**WHAT IS EXPECTED**
The full set of records is to be reproduced verbatim.
============================================================
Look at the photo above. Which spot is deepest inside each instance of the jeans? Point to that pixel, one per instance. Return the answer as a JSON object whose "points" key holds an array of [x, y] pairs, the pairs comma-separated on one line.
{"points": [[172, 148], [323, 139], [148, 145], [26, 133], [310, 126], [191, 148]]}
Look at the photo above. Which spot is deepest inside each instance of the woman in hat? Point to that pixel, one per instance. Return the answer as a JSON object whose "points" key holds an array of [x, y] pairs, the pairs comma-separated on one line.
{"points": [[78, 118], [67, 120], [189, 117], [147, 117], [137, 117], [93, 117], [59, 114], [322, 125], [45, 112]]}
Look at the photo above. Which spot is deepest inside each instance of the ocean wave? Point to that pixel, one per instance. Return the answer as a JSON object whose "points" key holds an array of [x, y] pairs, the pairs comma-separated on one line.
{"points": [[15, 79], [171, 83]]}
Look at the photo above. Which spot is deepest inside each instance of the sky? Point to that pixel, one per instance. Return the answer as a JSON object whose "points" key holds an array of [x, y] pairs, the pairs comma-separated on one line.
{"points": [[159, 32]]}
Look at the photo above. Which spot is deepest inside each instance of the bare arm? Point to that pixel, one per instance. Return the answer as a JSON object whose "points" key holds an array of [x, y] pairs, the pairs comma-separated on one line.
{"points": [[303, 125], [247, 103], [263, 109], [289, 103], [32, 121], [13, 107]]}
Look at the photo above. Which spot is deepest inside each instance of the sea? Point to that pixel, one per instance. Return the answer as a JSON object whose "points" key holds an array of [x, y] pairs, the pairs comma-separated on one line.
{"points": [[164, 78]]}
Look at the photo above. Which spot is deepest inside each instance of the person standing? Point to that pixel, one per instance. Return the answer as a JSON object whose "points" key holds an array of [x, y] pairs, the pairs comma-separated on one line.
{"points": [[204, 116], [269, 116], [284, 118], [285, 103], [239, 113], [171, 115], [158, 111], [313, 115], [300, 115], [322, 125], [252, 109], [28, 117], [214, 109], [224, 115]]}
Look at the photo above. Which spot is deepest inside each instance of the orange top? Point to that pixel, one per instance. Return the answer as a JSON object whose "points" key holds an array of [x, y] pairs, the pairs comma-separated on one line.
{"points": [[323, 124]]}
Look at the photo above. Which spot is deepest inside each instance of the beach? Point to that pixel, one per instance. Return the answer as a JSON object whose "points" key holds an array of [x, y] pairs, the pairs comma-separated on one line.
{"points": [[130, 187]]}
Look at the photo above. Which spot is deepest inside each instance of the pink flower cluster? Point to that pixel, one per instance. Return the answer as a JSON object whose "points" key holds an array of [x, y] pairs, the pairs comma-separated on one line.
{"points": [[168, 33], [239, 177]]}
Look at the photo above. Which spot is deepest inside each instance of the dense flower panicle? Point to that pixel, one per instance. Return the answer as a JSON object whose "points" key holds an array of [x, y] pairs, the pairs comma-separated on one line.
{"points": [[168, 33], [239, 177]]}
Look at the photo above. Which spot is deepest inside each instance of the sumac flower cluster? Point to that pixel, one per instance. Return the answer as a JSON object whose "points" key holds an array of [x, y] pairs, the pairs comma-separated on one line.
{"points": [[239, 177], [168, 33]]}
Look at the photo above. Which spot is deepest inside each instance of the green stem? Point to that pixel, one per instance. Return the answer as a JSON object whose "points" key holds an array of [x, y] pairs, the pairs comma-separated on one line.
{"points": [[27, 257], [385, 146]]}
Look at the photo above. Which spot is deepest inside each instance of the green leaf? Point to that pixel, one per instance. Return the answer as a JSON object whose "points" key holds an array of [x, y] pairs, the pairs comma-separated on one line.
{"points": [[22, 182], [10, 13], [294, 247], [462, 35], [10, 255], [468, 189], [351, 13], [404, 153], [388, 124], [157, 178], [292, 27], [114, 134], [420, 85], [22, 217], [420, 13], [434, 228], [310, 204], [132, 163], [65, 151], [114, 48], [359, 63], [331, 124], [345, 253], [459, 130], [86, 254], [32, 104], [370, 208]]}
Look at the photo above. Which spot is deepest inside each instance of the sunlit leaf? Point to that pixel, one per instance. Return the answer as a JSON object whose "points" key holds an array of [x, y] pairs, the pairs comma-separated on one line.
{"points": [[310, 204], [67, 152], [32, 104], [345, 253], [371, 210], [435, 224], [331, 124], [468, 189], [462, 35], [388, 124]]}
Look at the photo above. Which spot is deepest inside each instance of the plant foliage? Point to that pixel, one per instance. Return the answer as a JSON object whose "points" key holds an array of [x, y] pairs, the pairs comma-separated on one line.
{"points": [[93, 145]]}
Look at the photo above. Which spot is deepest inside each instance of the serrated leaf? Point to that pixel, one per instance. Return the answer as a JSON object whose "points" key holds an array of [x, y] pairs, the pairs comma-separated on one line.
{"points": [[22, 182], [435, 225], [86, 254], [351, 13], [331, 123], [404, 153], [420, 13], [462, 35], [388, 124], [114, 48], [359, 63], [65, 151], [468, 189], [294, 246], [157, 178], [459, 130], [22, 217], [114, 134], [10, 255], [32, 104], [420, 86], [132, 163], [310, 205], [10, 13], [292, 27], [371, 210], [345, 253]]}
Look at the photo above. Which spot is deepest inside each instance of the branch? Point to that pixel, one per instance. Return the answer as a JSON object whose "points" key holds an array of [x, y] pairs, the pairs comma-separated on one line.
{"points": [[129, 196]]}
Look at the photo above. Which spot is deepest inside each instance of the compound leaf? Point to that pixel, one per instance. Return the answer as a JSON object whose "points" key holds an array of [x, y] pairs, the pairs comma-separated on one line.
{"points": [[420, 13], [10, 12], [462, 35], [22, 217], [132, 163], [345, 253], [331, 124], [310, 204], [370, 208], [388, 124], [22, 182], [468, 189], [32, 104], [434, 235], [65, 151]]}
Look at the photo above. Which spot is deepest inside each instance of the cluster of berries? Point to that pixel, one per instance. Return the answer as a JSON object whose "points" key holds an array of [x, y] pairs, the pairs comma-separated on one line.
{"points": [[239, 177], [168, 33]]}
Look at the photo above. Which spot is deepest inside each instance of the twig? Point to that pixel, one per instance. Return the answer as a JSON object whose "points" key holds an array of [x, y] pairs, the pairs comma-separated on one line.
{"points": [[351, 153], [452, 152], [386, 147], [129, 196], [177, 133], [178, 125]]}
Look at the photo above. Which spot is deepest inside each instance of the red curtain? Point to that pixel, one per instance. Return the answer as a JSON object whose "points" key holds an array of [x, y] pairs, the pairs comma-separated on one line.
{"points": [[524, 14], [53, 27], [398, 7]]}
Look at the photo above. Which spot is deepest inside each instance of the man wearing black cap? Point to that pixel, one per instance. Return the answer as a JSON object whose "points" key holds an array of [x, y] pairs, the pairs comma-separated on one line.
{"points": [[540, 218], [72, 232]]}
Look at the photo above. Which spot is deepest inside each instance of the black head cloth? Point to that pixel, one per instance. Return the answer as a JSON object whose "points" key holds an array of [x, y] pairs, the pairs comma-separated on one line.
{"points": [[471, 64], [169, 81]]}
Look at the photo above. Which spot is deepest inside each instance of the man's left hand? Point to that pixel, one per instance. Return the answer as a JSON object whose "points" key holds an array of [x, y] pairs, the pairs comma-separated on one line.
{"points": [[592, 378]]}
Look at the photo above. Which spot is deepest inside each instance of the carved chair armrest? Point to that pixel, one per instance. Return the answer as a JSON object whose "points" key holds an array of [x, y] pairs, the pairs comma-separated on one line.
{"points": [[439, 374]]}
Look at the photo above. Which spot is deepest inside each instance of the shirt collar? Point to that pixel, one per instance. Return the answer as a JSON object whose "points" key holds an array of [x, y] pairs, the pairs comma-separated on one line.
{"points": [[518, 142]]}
============================================================
**ANSWER SECTION**
Look at the photo above. Which spot is deepest inside each instance of the jeans? Point to that pixel, one per instance. Return the answer as a JSON object whose "points" key holds an array of [x, y] pairs, the pairs comma-separated on one line.
{"points": [[172, 148], [323, 139], [148, 145], [26, 133], [310, 126], [191, 148]]}
Look at the photo above. Which spot is deepest inside each instance of the woman in hat? Point to that pixel, one per instance. Return the answer as a JSON object whose "points" key holds an array of [x, y] pairs, the pairs comma-separated on one line.
{"points": [[78, 118], [67, 120], [189, 117], [147, 117], [137, 117], [93, 117], [59, 114], [322, 125], [45, 112]]}
Look at the photo above. Which spot is deepest inside each instance of the ocean wave? Point to that pixel, one per instance. Return the answer as a JSON object whose "points" key holds an array of [x, y] pairs, the pairs comma-separated on one line.
{"points": [[15, 79], [171, 83]]}
Look at the photo above. Which spot is deepest inside each instance of the sky? Point to that pixel, one per instance. Return the answer as a JSON object whose "points" key holds an array of [x, y] pairs, the pairs comma-separated on one line.
{"points": [[159, 32]]}
Look at the photo above. Which spot is deepest inside each instance of the bare arm? Point to that pixel, one per instance. Return the answer as a JSON object whose "points" key holds an array of [x, y] pairs, the pairs comma-separated on one line.
{"points": [[303, 125], [247, 103], [263, 109], [289, 103], [32, 121], [13, 107]]}
Look at the photo above. Which spot is deepest inside each instance of the sea? Point to that pixel, one per instance. Return the answer as a JSON object whose "points" key holds an array of [x, y] pairs, the pairs comma-separated on one line.
{"points": [[164, 78]]}
Look at the photo above. Which spot is deepest inside each instance of the person standing? Point to that pixel, one per instance. Return the answer as a JSON object whose "points" key holds an array of [x, y] pairs, the pairs comma-separated on one line.
{"points": [[204, 116], [269, 116], [284, 118], [285, 103], [239, 113], [171, 115], [158, 111], [313, 115], [300, 115], [322, 125], [252, 109], [28, 117], [214, 109], [224, 115]]}
Look at the photo above. Which spot is deepest inside each instance of the orange top? Point to that pixel, one per instance. Return the answer as a JSON object whose "points" key holds an array of [x, y] pairs, the pairs comma-separated on one line.
{"points": [[323, 124]]}
Look at the photo above. Which spot is deepest inside each instance of the beach? Point to that pixel, one per instance. Return the answer as a JSON object whose "points" key holds an array of [x, y] pairs, the pairs comma-separated on one line.
{"points": [[130, 187]]}
Look at the photo above. Which spot is deepest inside each instance of the pink flower cluster? Point to that pixel, one per instance. Return the answer as a JSON object whose "points" key holds an array of [x, y] pairs, the pairs comma-separated on one line.
{"points": [[168, 33], [239, 177]]}
Look at the photo above. Which spot is deepest inside each instance of the dense flower panicle? Point to that pixel, one per instance. Return the answer as a JSON object whose "points" key holds an array of [x, y] pairs, the pairs comma-separated on one line.
{"points": [[168, 33], [239, 177]]}
Look at the photo above. Which spot is deepest inside each instance of the sumac flower cluster? Point to that pixel, one per instance. Return the answer as a JSON object whose "points" key holds an array of [x, y] pairs, the pairs comma-separated on one line.
{"points": [[239, 177], [168, 33]]}
Look at the photo above. Which spot is deepest inside each instance of the green stem? Point to that pixel, one per instance. Return the answer as a JSON object whose "points" key holds an array of [x, y] pairs, the pairs comma-separated on one line.
{"points": [[27, 257], [385, 146]]}
Look at the photo above. Which spot is deepest inside each instance of the green leaf? Point to that pixel, one per instance. Return the answer as a JSON object whose "points" key holds an array of [x, y] pairs, the pairs comma-separated on one line.
{"points": [[22, 182], [10, 13], [294, 247], [462, 35], [10, 255], [468, 189], [351, 13], [404, 153], [388, 124], [157, 178], [292, 27], [114, 134], [420, 85], [22, 217], [420, 13], [434, 228], [310, 204], [132, 163], [65, 151], [114, 48], [359, 63], [331, 124], [345, 253], [459, 130], [86, 254], [32, 104], [370, 208]]}
Look at the photo above. Which spot is deepest inside each instance of the sunlit leaf? Point to that pixel, one per instance. Return the answer as a JSON object whose "points" key holds an array of [x, y] pairs, the pairs comma-separated on one line.
{"points": [[310, 204], [67, 152], [32, 104], [345, 253], [371, 210], [435, 224], [331, 124], [468, 189], [462, 35], [388, 124]]}
Look at the photo above. Which spot is deepest inside each instance of the plant foliage? Point to that pixel, one per instance. Return the answer as a JSON object whose "points" key holds an array of [x, y] pairs, the pairs comma-separated on one line.
{"points": [[93, 145]]}
Look at the photo above. Which spot is deepest inside each instance of the serrated leaf? Point to that pixel, one per instance. Return the answer as a JSON object whose "points" key holds an array of [x, y] pairs, the pairs comma-separated on one line.
{"points": [[22, 182], [435, 225], [86, 254], [351, 13], [331, 123], [404, 153], [420, 13], [462, 35], [388, 124], [114, 48], [359, 63], [65, 151], [468, 189], [294, 246], [157, 178], [459, 130], [22, 217], [114, 134], [10, 255], [32, 104], [420, 86], [132, 163], [310, 205], [10, 13], [292, 27], [371, 210], [345, 253]]}
Look at the photo above. Which spot is deepest inside each instance of the branch? Point to that pixel, one per instance. Return the answer as a JSON object whose "points" key holds an array of [x, y] pairs, the pairs comma-separated on one line.
{"points": [[129, 196]]}
Look at the photo above. Which spot is deepest inside each instance of the compound leaf? Point to that pixel, one per instance. Return the answer as a JSON object whose "points" key holds an array of [x, y] pairs, the pairs comma-separated on one line.
{"points": [[420, 13], [10, 12], [462, 35], [22, 217], [132, 163], [345, 253], [331, 124], [310, 204], [370, 208], [388, 124], [22, 182], [468, 189], [32, 104], [434, 235], [65, 151]]}
Look at the photo above. Which spot is deepest inside each instance of the cluster of berries? Point to that pixel, one per instance. Return the answer as a JSON object whose "points" key holds an array of [x, y] pairs, the pairs comma-separated on one line.
{"points": [[239, 177], [168, 33]]}
Look at the photo above. Which spot is deepest inside each instance of the twig? Point to that pixel, one per instance. Return the answer as a JSON object whose "points" key holds an array of [x, y] pairs, the pairs comma-separated on one line.
{"points": [[351, 153], [452, 152], [386, 147], [129, 196], [177, 133], [178, 125]]}
Look at the photo above. Which spot is deepest inside each instance of the red curtain? Point to that pixel, one per instance. Return the answer as a JSON object whose "points" key holds an array of [x, y] pairs, the pairs comma-separated on one line.
{"points": [[524, 14], [53, 27], [398, 7]]}
Look at the photo above. Which spot is deepest inside each instance of the man wearing black cap? Point to that pixel, one per instance. Return the answer as a JSON object whose "points" key holds an array of [x, y] pairs, the pairs comma-separated on one line.
{"points": [[540, 218], [72, 232]]}
Look at the photo above. Which spot is deepest inside each instance of the black head cloth? Point to that pixel, one per instance. Return the answer as a JSON object whose "points" key holds an array of [x, y] pairs, the pairs comma-separated on one line.
{"points": [[471, 64], [169, 81]]}
Look at the photo above. Which spot is deepest inside each instance of the man's left hand? Point to that pixel, one per instance. Return the answer as a JSON object whose "points" key holds an array of [x, y] pairs, the pairs comma-separated on one line.
{"points": [[592, 378]]}
Look at the photo above. Which spot is deepest inside each instance of the carved chair armrest? Point to that pixel, one per instance. Return the answer as a JSON object whose "points" key holds an array of [x, y] pairs, the pairs comma-separated on one line.
{"points": [[439, 374]]}
Look at the photo above. Which spot is deepest inside each instance of the shirt collar? Point to that pixel, one per instance. Return the answer as a JSON object whose "points" key holds an array of [x, y] pairs, the pairs comma-separated on one line.
{"points": [[518, 142]]}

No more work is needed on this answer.